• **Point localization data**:
===

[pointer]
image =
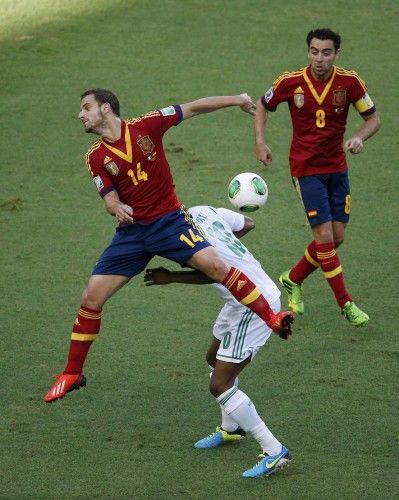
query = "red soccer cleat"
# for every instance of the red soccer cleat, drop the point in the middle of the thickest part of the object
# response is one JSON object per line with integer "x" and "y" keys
{"x": 281, "y": 323}
{"x": 64, "y": 383}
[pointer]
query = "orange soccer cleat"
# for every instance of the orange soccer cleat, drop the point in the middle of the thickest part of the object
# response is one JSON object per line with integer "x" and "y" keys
{"x": 64, "y": 383}
{"x": 281, "y": 323}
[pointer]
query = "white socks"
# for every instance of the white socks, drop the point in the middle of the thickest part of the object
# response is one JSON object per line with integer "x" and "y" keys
{"x": 237, "y": 408}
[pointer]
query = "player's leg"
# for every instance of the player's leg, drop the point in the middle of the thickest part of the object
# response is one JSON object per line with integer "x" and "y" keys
{"x": 122, "y": 259}
{"x": 309, "y": 189}
{"x": 85, "y": 330}
{"x": 242, "y": 288}
{"x": 243, "y": 335}
{"x": 340, "y": 202}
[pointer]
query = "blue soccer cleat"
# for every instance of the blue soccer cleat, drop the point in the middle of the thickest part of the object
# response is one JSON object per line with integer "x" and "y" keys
{"x": 269, "y": 464}
{"x": 219, "y": 437}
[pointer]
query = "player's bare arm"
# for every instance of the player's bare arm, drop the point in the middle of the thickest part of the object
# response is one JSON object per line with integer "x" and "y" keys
{"x": 162, "y": 276}
{"x": 113, "y": 205}
{"x": 262, "y": 151}
{"x": 209, "y": 104}
{"x": 370, "y": 126}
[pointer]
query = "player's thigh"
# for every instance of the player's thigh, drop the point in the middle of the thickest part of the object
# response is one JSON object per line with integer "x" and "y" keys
{"x": 339, "y": 195}
{"x": 100, "y": 288}
{"x": 314, "y": 195}
{"x": 212, "y": 351}
{"x": 209, "y": 262}
{"x": 126, "y": 255}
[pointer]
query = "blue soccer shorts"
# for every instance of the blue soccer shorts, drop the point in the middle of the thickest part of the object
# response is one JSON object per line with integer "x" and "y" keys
{"x": 325, "y": 197}
{"x": 173, "y": 236}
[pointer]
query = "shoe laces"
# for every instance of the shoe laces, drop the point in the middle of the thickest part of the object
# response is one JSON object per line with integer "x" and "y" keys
{"x": 260, "y": 457}
{"x": 218, "y": 429}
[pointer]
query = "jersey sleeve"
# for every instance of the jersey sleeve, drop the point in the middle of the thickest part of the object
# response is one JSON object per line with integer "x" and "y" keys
{"x": 159, "y": 121}
{"x": 360, "y": 97}
{"x": 100, "y": 176}
{"x": 275, "y": 95}
{"x": 233, "y": 219}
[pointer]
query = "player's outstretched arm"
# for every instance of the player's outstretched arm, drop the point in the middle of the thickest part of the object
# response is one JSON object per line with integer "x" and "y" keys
{"x": 370, "y": 126}
{"x": 209, "y": 104}
{"x": 262, "y": 151}
{"x": 162, "y": 276}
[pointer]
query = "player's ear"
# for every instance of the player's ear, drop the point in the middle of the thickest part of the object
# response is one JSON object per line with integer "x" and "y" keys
{"x": 105, "y": 107}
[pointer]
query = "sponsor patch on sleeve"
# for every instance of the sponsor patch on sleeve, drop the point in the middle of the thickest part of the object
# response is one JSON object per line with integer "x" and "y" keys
{"x": 269, "y": 94}
{"x": 364, "y": 104}
{"x": 170, "y": 110}
{"x": 98, "y": 182}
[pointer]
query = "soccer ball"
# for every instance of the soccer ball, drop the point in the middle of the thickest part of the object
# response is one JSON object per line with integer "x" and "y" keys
{"x": 247, "y": 192}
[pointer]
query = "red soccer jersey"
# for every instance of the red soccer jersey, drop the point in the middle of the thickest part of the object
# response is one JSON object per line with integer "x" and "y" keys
{"x": 135, "y": 166}
{"x": 319, "y": 111}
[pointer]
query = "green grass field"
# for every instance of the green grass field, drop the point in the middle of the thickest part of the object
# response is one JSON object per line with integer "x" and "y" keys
{"x": 330, "y": 393}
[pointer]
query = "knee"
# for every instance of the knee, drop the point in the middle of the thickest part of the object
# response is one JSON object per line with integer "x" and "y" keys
{"x": 210, "y": 359}
{"x": 89, "y": 300}
{"x": 218, "y": 386}
{"x": 338, "y": 240}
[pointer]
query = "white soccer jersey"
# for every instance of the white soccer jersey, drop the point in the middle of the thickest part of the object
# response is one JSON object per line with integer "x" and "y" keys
{"x": 219, "y": 225}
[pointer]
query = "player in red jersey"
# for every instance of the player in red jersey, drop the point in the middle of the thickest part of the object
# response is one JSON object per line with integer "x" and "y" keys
{"x": 318, "y": 98}
{"x": 133, "y": 177}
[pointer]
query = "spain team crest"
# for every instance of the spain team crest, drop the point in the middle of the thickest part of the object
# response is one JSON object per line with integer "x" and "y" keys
{"x": 112, "y": 168}
{"x": 339, "y": 97}
{"x": 146, "y": 145}
{"x": 299, "y": 100}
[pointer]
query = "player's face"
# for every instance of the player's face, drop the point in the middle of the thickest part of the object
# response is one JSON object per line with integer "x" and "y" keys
{"x": 91, "y": 114}
{"x": 322, "y": 55}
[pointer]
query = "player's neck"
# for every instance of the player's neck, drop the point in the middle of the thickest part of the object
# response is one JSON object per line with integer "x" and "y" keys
{"x": 112, "y": 130}
{"x": 321, "y": 77}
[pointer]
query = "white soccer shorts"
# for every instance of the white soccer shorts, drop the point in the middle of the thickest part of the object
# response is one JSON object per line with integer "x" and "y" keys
{"x": 241, "y": 332}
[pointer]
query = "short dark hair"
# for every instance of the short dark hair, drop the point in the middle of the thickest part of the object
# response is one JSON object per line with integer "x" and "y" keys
{"x": 102, "y": 96}
{"x": 324, "y": 34}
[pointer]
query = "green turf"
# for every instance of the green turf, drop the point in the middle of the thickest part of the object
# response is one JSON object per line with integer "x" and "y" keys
{"x": 328, "y": 393}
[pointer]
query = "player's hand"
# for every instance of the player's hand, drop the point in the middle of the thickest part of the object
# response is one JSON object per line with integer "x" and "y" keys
{"x": 248, "y": 105}
{"x": 281, "y": 323}
{"x": 157, "y": 276}
{"x": 123, "y": 213}
{"x": 354, "y": 145}
{"x": 263, "y": 153}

===

• **What to do**: The data above must be copied exactly. Leave out the pictures.

• **Solved exercise**:
[pointer]
image =
query = "red soccer cleat"
# for every instance of the red soccer cleat, drop the point in the middle of the thickest part of the object
# response is one JSON object per line with integer "x" and "y" keys
{"x": 281, "y": 323}
{"x": 64, "y": 383}
[pointer]
query = "orange soccer cleat"
# for every instance of the orange soccer cleat, drop the point in the middle of the thickest part of the object
# response is one JSON object per line with integer "x" and "y" keys
{"x": 64, "y": 383}
{"x": 281, "y": 323}
[pointer]
query = "white socks"
# for every instance of the white socks, drop the point in the middle of the thickest part of the object
# response is one JSON object per line with integer "x" and "y" keys
{"x": 237, "y": 408}
[pointer]
query = "player's leg"
# for every instance of the player's leg, drop the point in the middle of the thickest part of the object
# response is one JSON object per line with integer "x" and "y" keys
{"x": 122, "y": 259}
{"x": 309, "y": 189}
{"x": 85, "y": 330}
{"x": 242, "y": 288}
{"x": 243, "y": 335}
{"x": 340, "y": 202}
[pointer]
query = "blue soccer cleat"
# for every instance of the blue soccer cleat, drop the point in the middle of the thickest part of the object
# response is one JSON object per line with integer "x" and "y" keys
{"x": 269, "y": 464}
{"x": 219, "y": 437}
[pointer]
query = "player's bare arm"
# for every instance of the player's bare arm, drop the point in the middle of the thickest part of the object
# response is one JSON object per line with integer "x" and "y" keys
{"x": 162, "y": 276}
{"x": 113, "y": 205}
{"x": 262, "y": 151}
{"x": 209, "y": 104}
{"x": 370, "y": 126}
[pointer]
query = "player's thigh"
# for every instance of the player's thigh, drop the point in the middle of the thickest part of the object
# response is one JSON object per line with integer "x" and "y" keys
{"x": 339, "y": 195}
{"x": 100, "y": 288}
{"x": 314, "y": 195}
{"x": 212, "y": 351}
{"x": 209, "y": 262}
{"x": 126, "y": 255}
[pointer]
query = "blue soccer shorts"
# for every instance of the blue soccer shorts, drop the point in the middle of the thickest part of the object
# response is one JSON object per line with integer "x" and "y" keys
{"x": 325, "y": 197}
{"x": 173, "y": 236}
[pointer]
query = "shoe laces"
# for every instance of the shoe laces, drop the point in the middle of the thickest part of the object
# response is one JSON object per line with integer "x" and "y" keys
{"x": 260, "y": 457}
{"x": 218, "y": 429}
[pointer]
query = "jersey sleeve"
# for every instance of the jersey sleeve, drop the point in the middle of the thickest part of the object
# response is one JSON object per line with integer "x" and "y" keys
{"x": 159, "y": 121}
{"x": 360, "y": 97}
{"x": 100, "y": 176}
{"x": 275, "y": 95}
{"x": 233, "y": 219}
[pointer]
query = "player's outstretched arm"
# for every instance of the player's outstretched arm, drop the point in the middle of the thickest part of the object
# response is one JSON object per line with integer "x" and "y" keys
{"x": 370, "y": 126}
{"x": 209, "y": 104}
{"x": 262, "y": 151}
{"x": 162, "y": 276}
[pointer]
query = "player's ear"
# for every instance of the player's ear, drop the point in the middle of the thickest part of the object
# response is one JSON object per line with integer "x" and "y" keys
{"x": 105, "y": 107}
[pointer]
query = "sponsor patch on sleeve"
# for every instance of the sponsor patch on sleeve, drop the point in the middle of the thickest part of the object
# response is one JSON object per line with integer "x" and "y" keys
{"x": 269, "y": 94}
{"x": 364, "y": 104}
{"x": 170, "y": 110}
{"x": 98, "y": 182}
[pointer]
query = "soccer ball"
# for every instance of the soccer ball, drop the point in the middle of the thickest part of the object
# response is one JSON object per line with integer "x" and "y" keys
{"x": 247, "y": 192}
[pointer]
query = "red soccer jersey"
# for every instance of the red soccer jersey, drop the point in the middle of the thickest part of the object
# response is one JSON object per line with integer "x" and "y" keys
{"x": 135, "y": 166}
{"x": 319, "y": 111}
[pointer]
query = "green grass field"
# for every instance of the green grass field, drop the point in the middle of the thickest part of the object
# response is one JSON object per line with integer "x" and "y" keys
{"x": 330, "y": 393}
[pointer]
query = "knee"
# for every instance of the knee, drop the point in the middle of the thickest part of the object
# response is one JSON object per line with integer "x" and "y" keys
{"x": 210, "y": 359}
{"x": 89, "y": 300}
{"x": 218, "y": 386}
{"x": 338, "y": 240}
[pointer]
query = "white soccer jersey"
# for every instance of the white soccer jersey, drop the point in the middle of the thickest part of the object
# response is one JSON object per line with integer "x" and "y" keys
{"x": 219, "y": 225}
[pointer]
query = "player in red jersey"
# for every instance of the player in red jersey, drop the point in the middle of the thickest part of the object
# response is one JSON object per line with integer "x" and "y" keys
{"x": 318, "y": 98}
{"x": 133, "y": 177}
[pointer]
query = "spain team crest"
# for every instance of the spain team crest, drop the point in the middle of the thickest part of the object
# response is one JSON object per line with integer "x" and "y" keys
{"x": 112, "y": 168}
{"x": 339, "y": 97}
{"x": 146, "y": 145}
{"x": 299, "y": 100}
[pointer]
query = "player's face"
# for every instance of the player's face, drop the point in the middle of the thickest part of the object
# response is one JSON object per line with integer "x" and "y" keys
{"x": 91, "y": 114}
{"x": 322, "y": 55}
[pointer]
query = "player's neck"
# for every instance of the player's neck, drop the point in the middle of the thickest part of the object
# response is one JSON object per line with integer "x" and "y" keys
{"x": 112, "y": 130}
{"x": 321, "y": 77}
[pointer]
query = "white soccer shorts"
# for every instance of the white soccer shorts, drop the point in the middle of the thickest part of the object
# response is one JSON object per line with integer "x" and "y" keys
{"x": 241, "y": 332}
[pointer]
query = "short dark hair"
# for every instance of the short dark hair, drop the point in the middle of the thickest part of the object
# response is one JSON object per line with integer "x" and "y" keys
{"x": 102, "y": 96}
{"x": 324, "y": 34}
[pointer]
query = "green turf"
# for every instance of the green turf, drop the point in the middle of the thickest part of the object
# response is one JSON object per line with integer "x" and "y" keys
{"x": 328, "y": 393}
[pointer]
query = "player's hand"
# for every instance of the player's hand, drop the point in the middle of the thickest part of the object
# response is one JSON object per line with integer "x" and "y" keys
{"x": 248, "y": 105}
{"x": 281, "y": 323}
{"x": 157, "y": 276}
{"x": 123, "y": 213}
{"x": 354, "y": 145}
{"x": 263, "y": 153}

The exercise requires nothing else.